Stored records
++++++++

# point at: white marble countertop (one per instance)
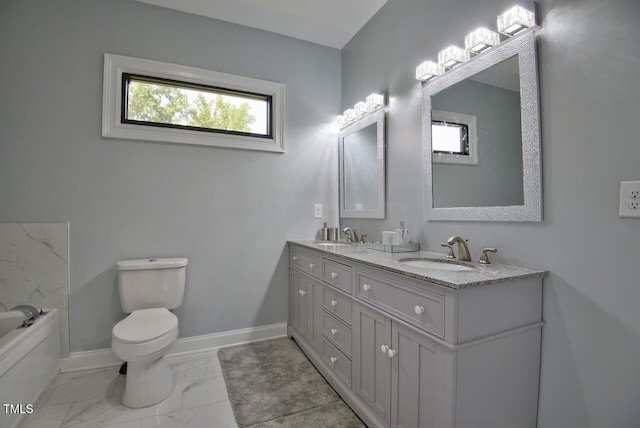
(481, 274)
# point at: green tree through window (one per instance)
(167, 104)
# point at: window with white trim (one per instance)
(453, 138)
(150, 100)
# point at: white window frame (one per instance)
(463, 119)
(112, 127)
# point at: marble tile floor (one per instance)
(93, 398)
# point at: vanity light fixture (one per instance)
(374, 102)
(360, 108)
(428, 70)
(350, 115)
(363, 108)
(515, 20)
(480, 40)
(452, 56)
(511, 23)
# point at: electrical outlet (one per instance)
(630, 199)
(317, 210)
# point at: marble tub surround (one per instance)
(481, 274)
(93, 398)
(34, 270)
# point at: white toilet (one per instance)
(148, 289)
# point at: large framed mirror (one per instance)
(362, 168)
(481, 138)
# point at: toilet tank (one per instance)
(151, 283)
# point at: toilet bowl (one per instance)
(148, 289)
(142, 339)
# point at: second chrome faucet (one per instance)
(463, 249)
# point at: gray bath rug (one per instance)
(273, 384)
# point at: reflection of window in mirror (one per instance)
(453, 138)
(450, 138)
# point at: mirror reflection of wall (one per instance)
(493, 98)
(360, 172)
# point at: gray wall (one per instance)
(589, 61)
(497, 178)
(229, 211)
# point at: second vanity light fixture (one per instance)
(510, 23)
(372, 103)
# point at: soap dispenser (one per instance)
(325, 232)
(402, 235)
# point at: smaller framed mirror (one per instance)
(362, 168)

++++++++

Can you turn all of the material above into a two-column CSV with the headers text and answer, giving each thing to point at its own row, with its wording in one quoted field, its coordinates in the other, and any line breaks replaced by spaces? Leave the pictures out.

text,answer
"# point at: white marble countertop (one per instance)","(481, 274)"
"# point at: green tree through window (one per instance)","(167, 104)"
"# point at: window with white trim (one per instance)","(453, 138) (150, 100)"
"# point at: white window frame (one per instance)","(463, 119) (112, 127)"
"# point at: marble tile floor (one per instance)","(93, 398)"
"# point at: vanity light fixture (one per instance)","(374, 102) (360, 108) (428, 70) (350, 115) (363, 108) (515, 20) (480, 40) (452, 56) (511, 23)"
"# point at: electrical outlet (one per instance)","(630, 199) (317, 210)"
"# point at: marble tub surround (one per instance)","(481, 274) (93, 398) (34, 270)"
"# point at: white toilet (one per instance)","(148, 289)"
"# point at: large framed mirror (one per instance)","(362, 168) (481, 138)"
"# point at: toilet tank (one per instance)","(151, 283)"
"# point at: toilet bowl (one per instance)","(148, 289) (142, 339)"
"# point at: second chrome faucet (one per instance)","(463, 249)"
"# point at: gray bath rug (one per instance)","(273, 384)"
"# point at: reflection of window in mirror (one per instance)","(453, 138) (450, 138)"
"# point at: mirror reflection of wall (one per instance)","(493, 98) (360, 172)"
"# point at: gray wall (one per instance)","(589, 61) (497, 178) (229, 211)"
"# point at: second vanity light fixture (one per instance)","(510, 23) (372, 103)"
"# point at: soap dispenser (one per instance)","(325, 232) (402, 235)"
"# point at: smaller framed mirror (one per instance)","(362, 168)"